• [ACTION ITEM]:
Transcribe all records below exactly, without images.

========================================================================

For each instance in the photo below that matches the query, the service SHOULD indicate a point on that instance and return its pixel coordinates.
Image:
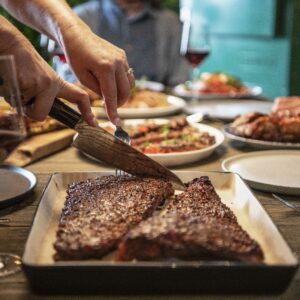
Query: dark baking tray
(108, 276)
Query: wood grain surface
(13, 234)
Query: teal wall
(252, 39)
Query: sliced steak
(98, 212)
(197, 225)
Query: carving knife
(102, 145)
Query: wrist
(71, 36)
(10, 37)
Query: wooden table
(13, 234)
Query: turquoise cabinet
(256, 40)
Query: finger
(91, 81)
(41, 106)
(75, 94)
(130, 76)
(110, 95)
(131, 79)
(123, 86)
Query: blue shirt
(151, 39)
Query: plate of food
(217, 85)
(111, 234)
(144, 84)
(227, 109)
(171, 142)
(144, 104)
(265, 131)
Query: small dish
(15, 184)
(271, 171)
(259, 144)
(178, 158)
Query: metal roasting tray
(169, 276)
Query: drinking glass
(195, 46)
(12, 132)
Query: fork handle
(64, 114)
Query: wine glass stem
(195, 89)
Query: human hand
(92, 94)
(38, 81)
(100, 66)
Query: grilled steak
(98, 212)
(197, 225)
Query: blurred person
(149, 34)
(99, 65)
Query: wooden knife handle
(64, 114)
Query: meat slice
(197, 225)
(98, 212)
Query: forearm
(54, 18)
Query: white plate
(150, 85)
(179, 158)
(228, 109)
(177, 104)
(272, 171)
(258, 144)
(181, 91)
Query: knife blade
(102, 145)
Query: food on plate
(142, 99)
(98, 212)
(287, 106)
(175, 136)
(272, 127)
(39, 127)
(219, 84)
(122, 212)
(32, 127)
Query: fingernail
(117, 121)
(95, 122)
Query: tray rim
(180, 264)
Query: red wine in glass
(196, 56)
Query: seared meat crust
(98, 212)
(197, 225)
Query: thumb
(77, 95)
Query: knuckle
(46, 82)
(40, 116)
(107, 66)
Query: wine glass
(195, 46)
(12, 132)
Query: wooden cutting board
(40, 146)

========================================================================

• [RESPONSE AREA]:
For each instance in the photo below that matches the query, the service SHOULD indicate a point on that instance and return its pixel coordinates.
Image:
Query: dark baking tray
(108, 276)
Query: wood grain surface
(13, 234)
Query: teal wall
(252, 39)
Query: sliced steak
(98, 212)
(197, 225)
Query: carving knife
(102, 145)
Query: wrist
(71, 36)
(10, 37)
Query: wooden table
(13, 234)
Query: turquoise cabinet
(256, 40)
Query: finger
(91, 81)
(41, 106)
(75, 94)
(130, 76)
(110, 95)
(131, 79)
(123, 86)
Query: blue shirt
(151, 39)
Query: plate of food
(217, 85)
(111, 234)
(144, 84)
(227, 109)
(171, 142)
(144, 104)
(265, 131)
Query: small dish
(15, 184)
(271, 171)
(259, 144)
(178, 158)
Query: metal roasting tray
(169, 276)
Query: drinking glass
(195, 46)
(12, 132)
Query: fork handle
(64, 114)
Query: wine glass stem
(195, 89)
Query: human hand
(92, 94)
(38, 81)
(100, 66)
Query: grilled steak
(98, 212)
(197, 225)
Query: blurred person
(149, 34)
(99, 65)
Query: wooden knife handle
(64, 114)
Query: meat slice
(197, 225)
(98, 212)
Query: forearm
(54, 18)
Query: white plate
(150, 85)
(179, 158)
(228, 109)
(177, 104)
(272, 171)
(258, 144)
(181, 91)
Query: knife blade
(102, 145)
Query: food on plate
(142, 99)
(98, 212)
(287, 106)
(175, 136)
(272, 127)
(39, 127)
(219, 84)
(122, 212)
(32, 127)
Query: fingernail
(117, 121)
(95, 122)
Query: tray rim
(180, 264)
Query: red wine in glass
(196, 56)
Query: seared meat crust
(98, 212)
(197, 225)
Query: thumb
(77, 95)
Query: knuckle
(46, 82)
(40, 116)
(107, 66)
Query: wine glass
(195, 46)
(12, 132)
Query: wooden cutting board
(40, 146)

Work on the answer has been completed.